▸ Challenge
Rewrite the items from the line containing "query | wooden chair leg" through the line containing "(1216, 653)", inclusive, with "wooden chair leg" replaced by "wooden stool leg" and nothing else altered.

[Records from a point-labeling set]
►

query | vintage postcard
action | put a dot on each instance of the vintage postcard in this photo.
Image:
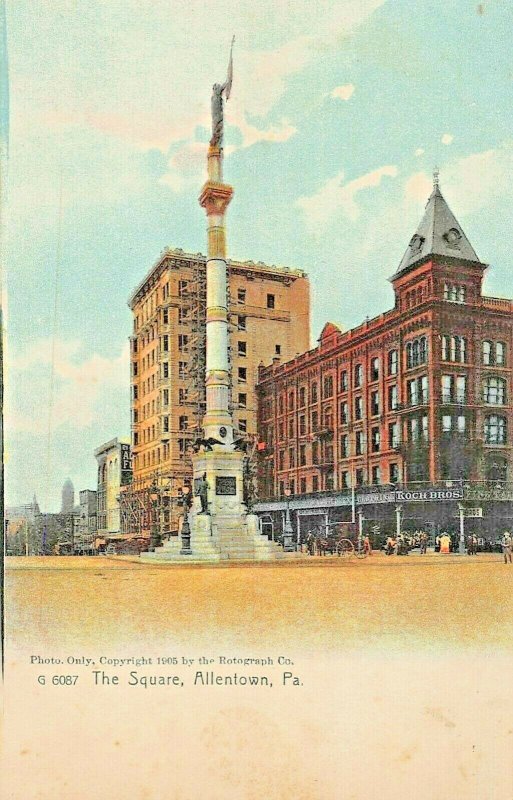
(257, 363)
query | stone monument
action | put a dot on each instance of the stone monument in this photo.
(220, 526)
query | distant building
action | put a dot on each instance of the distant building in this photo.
(68, 498)
(26, 512)
(87, 519)
(421, 395)
(269, 315)
(114, 471)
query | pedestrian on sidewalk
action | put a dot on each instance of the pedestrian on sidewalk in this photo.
(507, 544)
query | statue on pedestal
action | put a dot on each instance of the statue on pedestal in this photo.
(218, 90)
(202, 488)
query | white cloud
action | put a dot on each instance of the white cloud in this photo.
(135, 79)
(479, 180)
(344, 92)
(80, 385)
(336, 198)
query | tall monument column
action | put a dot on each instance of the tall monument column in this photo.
(214, 198)
(220, 526)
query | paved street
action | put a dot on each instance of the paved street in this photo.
(418, 602)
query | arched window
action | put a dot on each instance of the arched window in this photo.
(500, 354)
(423, 350)
(496, 469)
(487, 352)
(416, 352)
(494, 391)
(495, 429)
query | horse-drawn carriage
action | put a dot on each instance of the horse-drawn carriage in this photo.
(340, 540)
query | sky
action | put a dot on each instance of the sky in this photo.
(340, 110)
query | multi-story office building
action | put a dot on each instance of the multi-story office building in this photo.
(86, 528)
(269, 310)
(114, 471)
(421, 393)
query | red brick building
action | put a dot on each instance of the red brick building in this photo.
(422, 392)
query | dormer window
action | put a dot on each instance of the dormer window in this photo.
(455, 293)
(453, 238)
(416, 243)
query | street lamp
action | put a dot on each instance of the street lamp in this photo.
(186, 528)
(288, 533)
(155, 538)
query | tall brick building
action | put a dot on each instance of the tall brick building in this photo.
(269, 309)
(420, 393)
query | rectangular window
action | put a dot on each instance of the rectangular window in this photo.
(392, 398)
(374, 371)
(461, 389)
(344, 446)
(375, 439)
(413, 394)
(393, 435)
(374, 404)
(302, 455)
(315, 452)
(328, 386)
(358, 408)
(393, 362)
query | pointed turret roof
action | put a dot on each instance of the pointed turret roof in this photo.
(438, 234)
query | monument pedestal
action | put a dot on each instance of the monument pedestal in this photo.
(227, 532)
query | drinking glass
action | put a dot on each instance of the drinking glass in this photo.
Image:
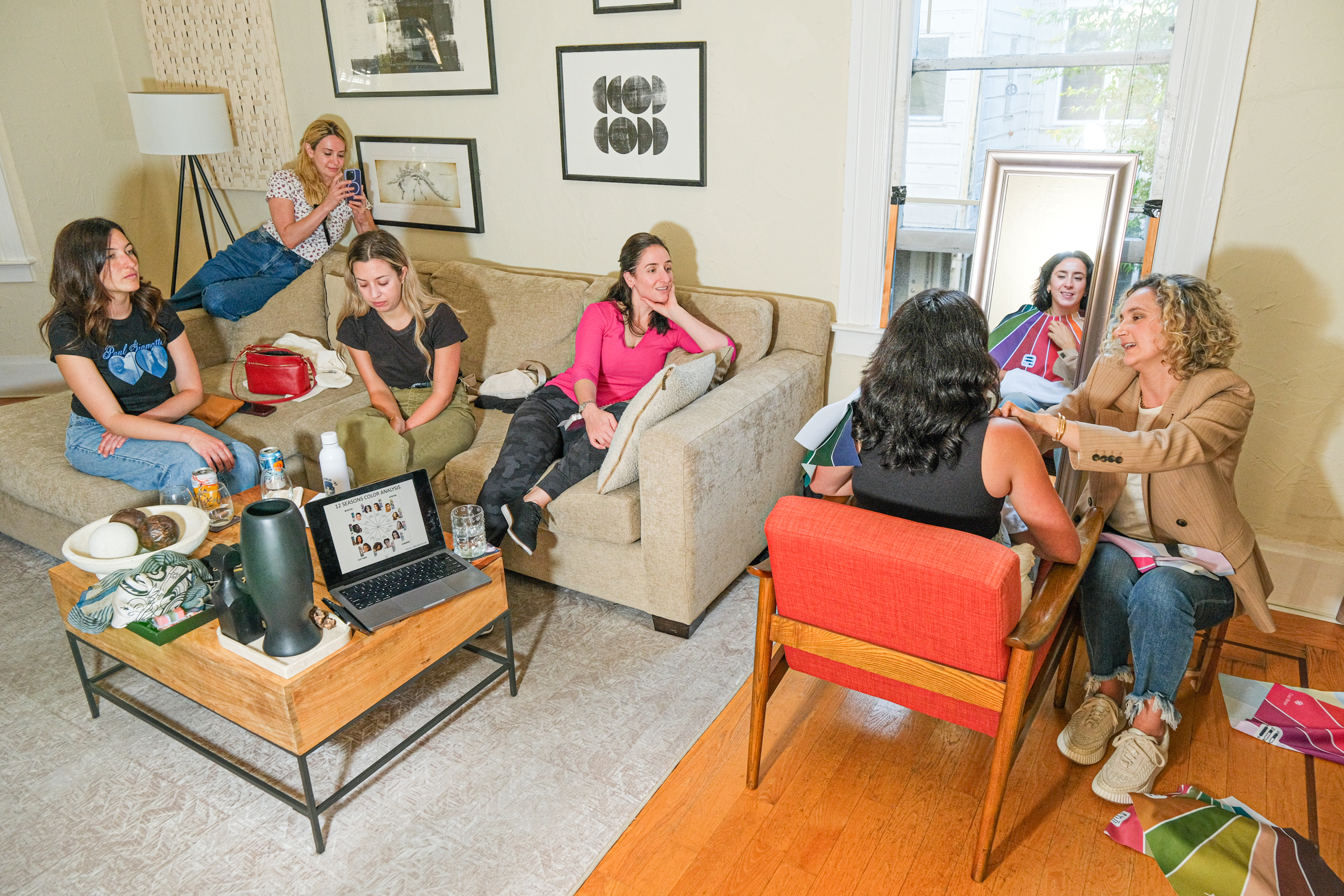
(468, 531)
(176, 494)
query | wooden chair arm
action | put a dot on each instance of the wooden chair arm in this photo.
(1047, 609)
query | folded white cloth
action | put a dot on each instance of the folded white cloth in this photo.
(331, 370)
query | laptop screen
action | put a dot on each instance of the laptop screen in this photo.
(375, 526)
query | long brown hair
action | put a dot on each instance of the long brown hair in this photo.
(315, 189)
(382, 246)
(620, 292)
(77, 283)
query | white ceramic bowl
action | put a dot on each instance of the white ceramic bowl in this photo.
(192, 523)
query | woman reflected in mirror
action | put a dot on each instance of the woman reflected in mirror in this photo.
(1036, 346)
(1159, 428)
(926, 442)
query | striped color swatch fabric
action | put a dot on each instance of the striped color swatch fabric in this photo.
(1222, 848)
(1022, 342)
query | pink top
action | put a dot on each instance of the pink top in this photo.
(603, 356)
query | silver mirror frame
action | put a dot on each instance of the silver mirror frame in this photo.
(1121, 170)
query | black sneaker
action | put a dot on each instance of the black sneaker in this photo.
(523, 518)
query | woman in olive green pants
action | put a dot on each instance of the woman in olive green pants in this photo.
(408, 354)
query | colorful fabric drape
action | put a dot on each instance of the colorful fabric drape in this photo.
(1221, 848)
(1022, 342)
(1300, 719)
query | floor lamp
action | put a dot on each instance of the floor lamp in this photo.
(189, 125)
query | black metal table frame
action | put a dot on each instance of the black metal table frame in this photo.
(310, 806)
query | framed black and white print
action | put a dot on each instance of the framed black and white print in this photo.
(633, 113)
(423, 182)
(628, 6)
(410, 47)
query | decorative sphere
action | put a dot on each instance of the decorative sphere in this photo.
(112, 540)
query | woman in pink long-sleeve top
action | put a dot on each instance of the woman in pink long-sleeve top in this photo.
(621, 343)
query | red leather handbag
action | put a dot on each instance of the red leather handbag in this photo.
(275, 371)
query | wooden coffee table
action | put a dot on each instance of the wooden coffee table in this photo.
(300, 714)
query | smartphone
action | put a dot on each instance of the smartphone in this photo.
(358, 176)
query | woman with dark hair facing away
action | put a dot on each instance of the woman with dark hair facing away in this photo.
(408, 347)
(928, 447)
(621, 343)
(311, 205)
(1159, 428)
(1036, 346)
(120, 347)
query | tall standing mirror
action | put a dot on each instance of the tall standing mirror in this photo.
(1034, 207)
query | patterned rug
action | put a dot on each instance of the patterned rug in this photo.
(510, 795)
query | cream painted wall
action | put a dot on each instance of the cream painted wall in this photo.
(74, 149)
(1276, 253)
(777, 84)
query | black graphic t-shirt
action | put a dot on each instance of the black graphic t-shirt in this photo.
(135, 362)
(397, 361)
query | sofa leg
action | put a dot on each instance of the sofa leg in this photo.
(679, 629)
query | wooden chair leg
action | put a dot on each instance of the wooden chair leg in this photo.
(1066, 672)
(1006, 743)
(760, 679)
(1216, 653)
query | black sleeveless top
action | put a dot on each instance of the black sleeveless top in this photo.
(953, 497)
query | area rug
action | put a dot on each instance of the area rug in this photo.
(510, 795)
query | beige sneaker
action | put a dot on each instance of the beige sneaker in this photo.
(1133, 768)
(1085, 738)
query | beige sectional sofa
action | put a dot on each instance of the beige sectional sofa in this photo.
(667, 543)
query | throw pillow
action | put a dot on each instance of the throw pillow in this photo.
(671, 389)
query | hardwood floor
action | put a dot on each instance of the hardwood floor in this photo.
(859, 795)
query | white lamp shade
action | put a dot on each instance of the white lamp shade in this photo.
(181, 124)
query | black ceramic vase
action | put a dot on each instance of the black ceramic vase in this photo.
(238, 615)
(280, 575)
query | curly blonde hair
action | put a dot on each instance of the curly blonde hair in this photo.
(1198, 323)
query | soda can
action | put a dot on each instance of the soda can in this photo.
(272, 460)
(205, 485)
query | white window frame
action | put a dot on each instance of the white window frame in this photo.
(18, 240)
(1203, 90)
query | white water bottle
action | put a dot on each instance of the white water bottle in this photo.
(332, 462)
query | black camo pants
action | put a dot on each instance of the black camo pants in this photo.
(533, 442)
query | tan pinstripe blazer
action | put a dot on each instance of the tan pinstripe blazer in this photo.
(1187, 457)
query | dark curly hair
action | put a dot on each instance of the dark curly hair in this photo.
(620, 292)
(1039, 292)
(929, 381)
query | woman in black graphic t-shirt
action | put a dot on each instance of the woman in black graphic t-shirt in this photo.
(120, 347)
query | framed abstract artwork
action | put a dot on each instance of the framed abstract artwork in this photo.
(410, 47)
(423, 182)
(625, 6)
(633, 113)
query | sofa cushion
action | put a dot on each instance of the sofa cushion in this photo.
(746, 319)
(34, 468)
(670, 390)
(581, 511)
(512, 318)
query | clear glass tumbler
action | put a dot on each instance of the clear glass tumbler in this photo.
(468, 531)
(176, 494)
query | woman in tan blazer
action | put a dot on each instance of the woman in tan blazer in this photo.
(1159, 428)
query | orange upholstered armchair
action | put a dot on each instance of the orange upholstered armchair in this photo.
(916, 614)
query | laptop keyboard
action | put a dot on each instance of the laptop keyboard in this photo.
(401, 580)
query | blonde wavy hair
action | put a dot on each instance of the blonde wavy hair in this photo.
(315, 189)
(378, 245)
(1198, 323)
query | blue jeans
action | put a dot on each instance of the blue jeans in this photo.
(151, 465)
(1155, 615)
(241, 278)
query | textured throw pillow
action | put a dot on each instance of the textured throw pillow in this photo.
(671, 389)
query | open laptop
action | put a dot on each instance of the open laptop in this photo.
(382, 550)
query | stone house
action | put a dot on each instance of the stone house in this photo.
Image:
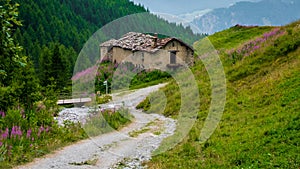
(148, 51)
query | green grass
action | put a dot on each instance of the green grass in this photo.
(261, 122)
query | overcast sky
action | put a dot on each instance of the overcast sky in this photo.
(184, 6)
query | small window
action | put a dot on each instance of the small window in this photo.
(172, 57)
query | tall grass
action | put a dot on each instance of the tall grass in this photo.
(261, 122)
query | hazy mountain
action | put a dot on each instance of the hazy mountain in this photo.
(265, 12)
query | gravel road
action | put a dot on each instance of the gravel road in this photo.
(118, 149)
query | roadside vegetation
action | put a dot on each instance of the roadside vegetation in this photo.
(261, 122)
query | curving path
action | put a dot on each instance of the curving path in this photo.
(118, 149)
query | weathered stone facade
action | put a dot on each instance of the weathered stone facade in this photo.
(148, 51)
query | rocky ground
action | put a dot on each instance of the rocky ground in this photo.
(127, 148)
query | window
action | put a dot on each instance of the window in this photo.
(173, 57)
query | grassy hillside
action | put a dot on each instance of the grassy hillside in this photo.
(261, 122)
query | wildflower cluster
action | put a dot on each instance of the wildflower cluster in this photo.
(20, 134)
(252, 46)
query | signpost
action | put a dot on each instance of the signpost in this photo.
(105, 83)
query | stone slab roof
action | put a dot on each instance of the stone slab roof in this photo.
(139, 42)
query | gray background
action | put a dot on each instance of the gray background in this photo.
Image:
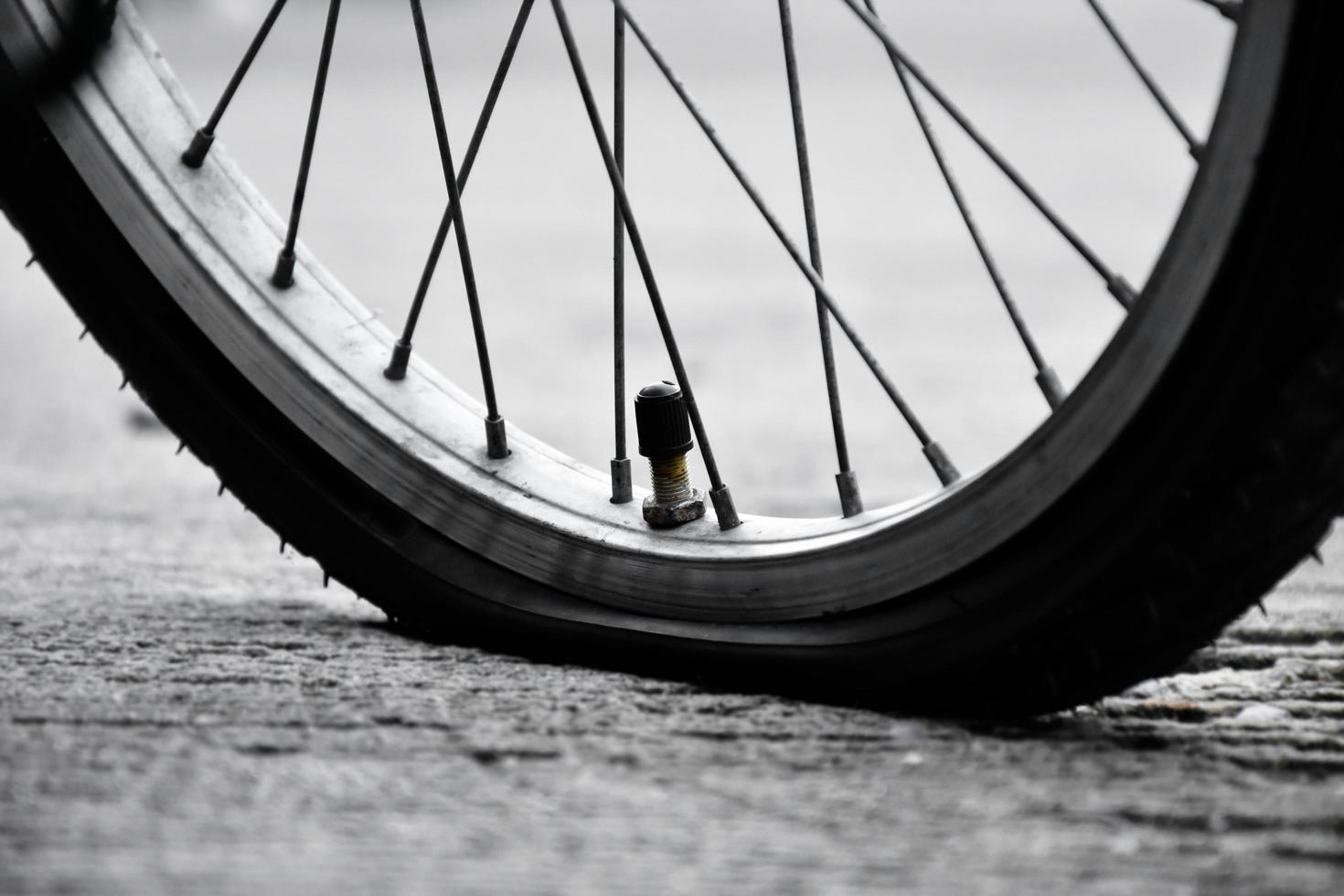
(186, 709)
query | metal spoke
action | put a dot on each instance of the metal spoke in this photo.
(1115, 285)
(402, 351)
(495, 437)
(1046, 377)
(205, 137)
(1197, 146)
(1230, 8)
(621, 485)
(720, 492)
(933, 452)
(847, 483)
(283, 274)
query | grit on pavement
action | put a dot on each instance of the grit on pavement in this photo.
(185, 709)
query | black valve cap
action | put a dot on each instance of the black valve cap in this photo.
(661, 421)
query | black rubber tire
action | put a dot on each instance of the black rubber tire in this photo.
(1230, 475)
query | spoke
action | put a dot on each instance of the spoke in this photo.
(1115, 285)
(1046, 377)
(847, 483)
(1230, 8)
(402, 351)
(720, 492)
(1192, 143)
(283, 274)
(205, 137)
(933, 452)
(621, 486)
(496, 441)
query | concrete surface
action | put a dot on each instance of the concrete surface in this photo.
(185, 709)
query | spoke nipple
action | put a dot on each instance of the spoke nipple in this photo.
(400, 357)
(496, 441)
(664, 429)
(1124, 293)
(200, 144)
(283, 275)
(621, 486)
(1051, 387)
(943, 465)
(851, 504)
(723, 508)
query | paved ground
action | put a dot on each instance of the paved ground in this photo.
(185, 709)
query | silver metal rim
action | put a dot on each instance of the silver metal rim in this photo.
(210, 238)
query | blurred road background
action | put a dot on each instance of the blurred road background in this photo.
(186, 709)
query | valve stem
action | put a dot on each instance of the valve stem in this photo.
(664, 429)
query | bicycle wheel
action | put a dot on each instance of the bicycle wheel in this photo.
(1194, 464)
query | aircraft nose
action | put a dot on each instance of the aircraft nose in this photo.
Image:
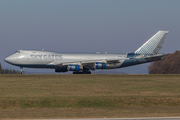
(9, 59)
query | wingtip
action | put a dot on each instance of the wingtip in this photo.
(164, 31)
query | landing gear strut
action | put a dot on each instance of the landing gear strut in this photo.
(83, 72)
(22, 72)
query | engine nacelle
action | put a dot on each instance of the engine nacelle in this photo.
(100, 65)
(75, 67)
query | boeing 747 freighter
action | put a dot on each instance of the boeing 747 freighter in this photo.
(84, 63)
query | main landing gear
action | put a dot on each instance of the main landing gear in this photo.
(83, 72)
(22, 72)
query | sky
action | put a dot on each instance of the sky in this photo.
(112, 26)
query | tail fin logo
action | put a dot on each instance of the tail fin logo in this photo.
(154, 44)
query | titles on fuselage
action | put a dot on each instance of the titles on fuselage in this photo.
(45, 57)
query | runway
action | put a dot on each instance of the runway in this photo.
(153, 118)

◄

▸ Problem solution
query | wooden stool leg
action | put a dot on each instance of the wooden stool leg in this photo.
(1066, 672)
(1006, 743)
(760, 679)
(1216, 653)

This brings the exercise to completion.